Photo-based referring expression data:

######

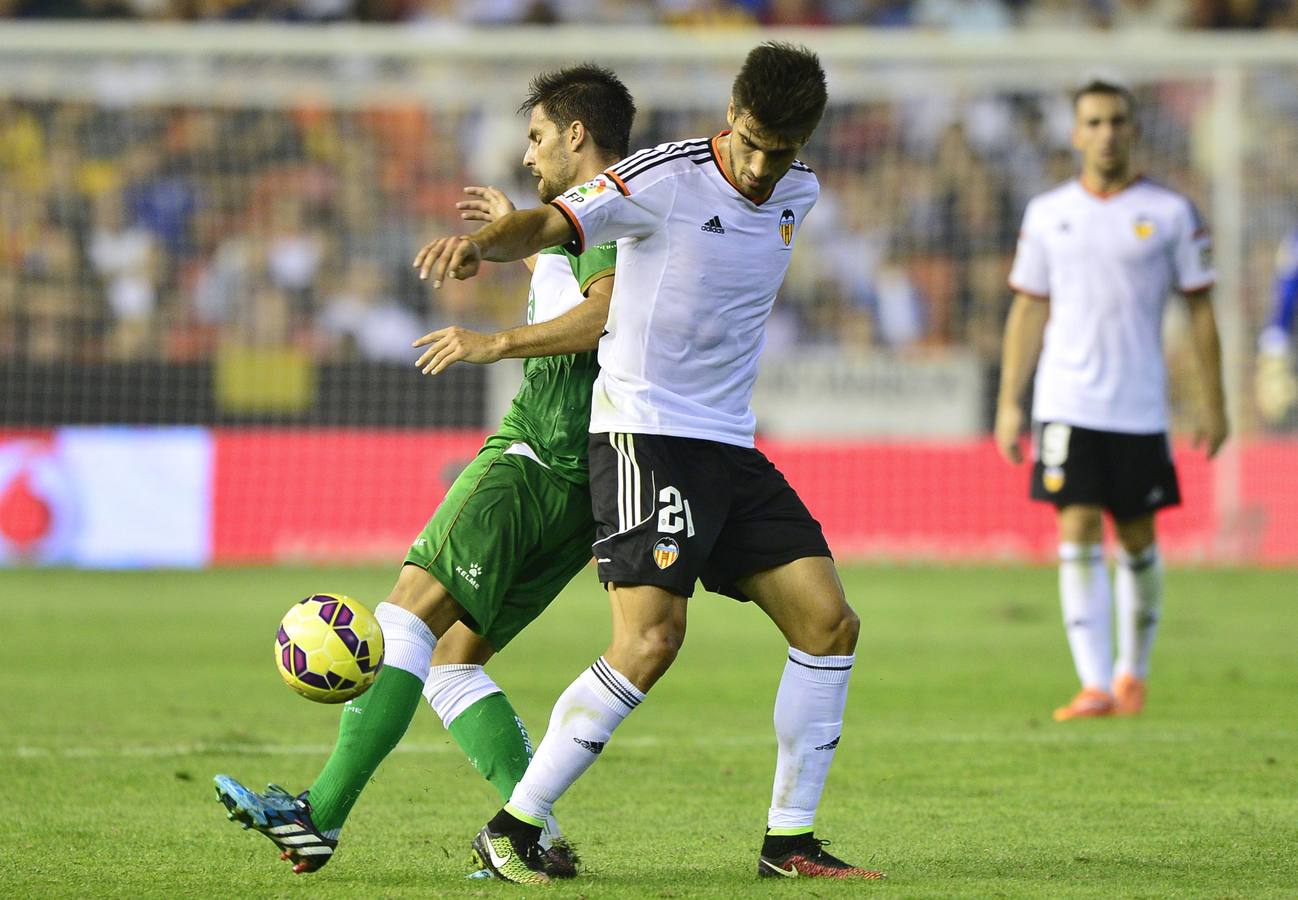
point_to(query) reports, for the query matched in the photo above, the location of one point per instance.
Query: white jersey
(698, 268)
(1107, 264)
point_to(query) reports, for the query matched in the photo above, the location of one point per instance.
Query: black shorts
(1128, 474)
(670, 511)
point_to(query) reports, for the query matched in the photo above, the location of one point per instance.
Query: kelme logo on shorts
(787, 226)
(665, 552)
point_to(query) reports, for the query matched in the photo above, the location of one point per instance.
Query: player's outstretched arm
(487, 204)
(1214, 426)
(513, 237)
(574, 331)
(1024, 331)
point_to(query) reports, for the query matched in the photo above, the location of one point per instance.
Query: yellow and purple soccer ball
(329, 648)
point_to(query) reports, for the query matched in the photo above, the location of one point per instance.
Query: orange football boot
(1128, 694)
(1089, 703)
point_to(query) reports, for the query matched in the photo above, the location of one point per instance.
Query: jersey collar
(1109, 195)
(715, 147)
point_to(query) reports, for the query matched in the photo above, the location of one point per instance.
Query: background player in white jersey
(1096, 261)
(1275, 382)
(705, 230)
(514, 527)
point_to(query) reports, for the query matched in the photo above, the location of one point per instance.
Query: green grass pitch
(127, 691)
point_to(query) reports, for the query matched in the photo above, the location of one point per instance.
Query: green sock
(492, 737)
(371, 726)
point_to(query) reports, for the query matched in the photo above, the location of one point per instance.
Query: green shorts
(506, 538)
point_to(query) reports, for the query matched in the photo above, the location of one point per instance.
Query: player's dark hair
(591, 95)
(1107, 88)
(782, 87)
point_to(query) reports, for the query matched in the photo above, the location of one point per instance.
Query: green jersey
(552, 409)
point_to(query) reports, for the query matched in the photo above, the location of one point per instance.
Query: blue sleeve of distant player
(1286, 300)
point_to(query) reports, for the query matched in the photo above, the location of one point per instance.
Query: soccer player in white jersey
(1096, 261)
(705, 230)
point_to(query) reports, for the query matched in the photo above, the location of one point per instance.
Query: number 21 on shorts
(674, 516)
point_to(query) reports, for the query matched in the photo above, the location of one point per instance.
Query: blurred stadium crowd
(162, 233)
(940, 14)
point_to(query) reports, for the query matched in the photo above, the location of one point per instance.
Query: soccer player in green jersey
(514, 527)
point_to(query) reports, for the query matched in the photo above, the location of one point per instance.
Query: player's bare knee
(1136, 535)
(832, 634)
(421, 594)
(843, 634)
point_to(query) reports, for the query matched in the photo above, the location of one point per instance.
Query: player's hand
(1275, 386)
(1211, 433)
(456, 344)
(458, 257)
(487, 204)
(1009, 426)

######

THE TASK: Each record has to be set down verbatim, and the pictures must not appear in the copy.

ANSWER BOX:
point_to(query) reports, for the query matched in the photo above, the location of one point per instance.
Query: white jersey
(698, 268)
(1107, 264)
point_to(query) reports, for the query matched in the photo above, the location of one point per instance.
Query: black shorts
(1128, 474)
(670, 511)
point_to(query) reports, for the query matched in the photo above, the location of one point per instance.
Query: kelme logo on shorts
(787, 226)
(665, 552)
point_to(query) reports, for the query matched in the photo above, the location of one point per instance.
Query: player's outstretched arm
(487, 204)
(1214, 426)
(513, 237)
(574, 331)
(1024, 331)
point_to(query) reports, for the query matched in the photo above, the location of one point per instance.
Query: yellow and purple soccer ball
(329, 648)
point_to(query) reports, for the query matched in the photo above, the location of one point per instance.
Query: orange football boot
(1128, 694)
(1089, 703)
point_to(query) reports, for the query matched in the photo above, the location of one point per instance.
Query: jersey collar
(1109, 195)
(715, 147)
point_to(query) reports, for the query matched in the photo above, the location of one point per instance.
Query: background player in white jersey
(1096, 261)
(1275, 382)
(705, 230)
(514, 527)
point_to(query) reports, for the query matched in the photo above, the location of one point per instance.
Query: green grass pitch
(127, 691)
point_to(query) reports, for the query matched in the photo above, the location of one point per instance.
Query: green sock
(492, 737)
(371, 726)
point_to(query) reports, for the query matched in the photo above, the location of one point per instance.
Query: green shorts
(506, 538)
point_to(query) reports, for the query matched in the photo above, the location of one point per instance.
Query: player's dark hair
(591, 95)
(1107, 88)
(782, 87)
point_to(query) reports, for the query matched in the photo above, the location of one point per instance.
Query: green jersey
(552, 409)
point_to(query) reports, for the query matched in the photo above, the location of one point per instance.
Query: blue sleeve of distant player
(1286, 300)
point_to(query) reports, for the query matched in the photo above, the location of one point per instance.
Query: soccer player in white jersey
(1096, 261)
(705, 230)
point_to(query) reports, for the query matched in the photo above, the location of one point per instance.
Query: number 21 on shorts
(674, 516)
point_to(query) reports, for the query matched in the photo above, the location of one point per instance.
Query: blurred stadium crowd
(162, 233)
(940, 14)
point_to(query) reports, for the query matched in the photo above, the location of one point per instance.
Query: soccer player in green jersey
(514, 527)
point_to(query) reports, for the query matched in the photo above, the location of one point per instance.
Query: player's bare knee
(1136, 535)
(832, 634)
(421, 594)
(843, 634)
point_to(query) reports, for the query matched in the photo above, the location of one point per instance.
Query: player's hand
(1275, 386)
(1211, 433)
(456, 344)
(458, 257)
(487, 204)
(1009, 426)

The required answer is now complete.